- _TEKS PILIHAN_
=======

Penjelasan Pasal 27C
Ayat (1)
Yang dimaksud dengan “prosedur persetujuan bersama” atau mutual agreement
procedure adalah prosedur administratif yang diatur dalam persetujuan penghindaran
pajak berganda untuk mencegah atau menyelesaikan permasalahan yang timbul dalam
penerapan persetujuan penghindaran pajak berganda.
Ayat (4)
Agar prosedur persetujuan bersama dapat secara efektif mendorong Wajib Pajak untuk
mendapatkan keadilan dan mengeliminasi pemajakan berganda, perlu diatur
interaksinya dalam hal prosedur persetujuan bersama dilaksanakan bersamaan
dengan proses penyelesaian sengketa domestik, khususnya pengajuan banding dan
peninjauan kembali. Ayat ini menegaskan bahwa dalam hal putusan banding atau
peninjauan kembali telah diucapkan terlebih dahulu sebelum dicapainya persetujuan
bersama tetapi sengketa yang diajukan prosedur persetujuan bersama tidak diputus
dalam putusan banding atau peninjauan kembali, perundingan dalam rangka prosedur
persetujuan bersama dilanjutkan.

=======

Ubah bagian penjelasan Pasal 27C dari "Yang dimaksud dengan" sampai "penghindaran pajak berganda." dengan mengganti "mencegah" menjadi "menghindari". Materi berikut tidak berhubungan dengan penjelasan Pasal 27C.

- _DATA YANG DIBERIKAN_
=======

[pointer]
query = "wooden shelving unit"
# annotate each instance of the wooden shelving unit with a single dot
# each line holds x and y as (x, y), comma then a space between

=======

- _JAWABAN_
Yang dimaksud dengan “prosedur persetujuan bersama” atau mutual agreement
procedure adalah prosedur administratif yang diatur dalam persetujuan penghindaran
pajak berganda untuk menghindari atau menyelesaikan permasalahan yang timbul dalam
penerapan persetujuan penghindaran pajak berganda.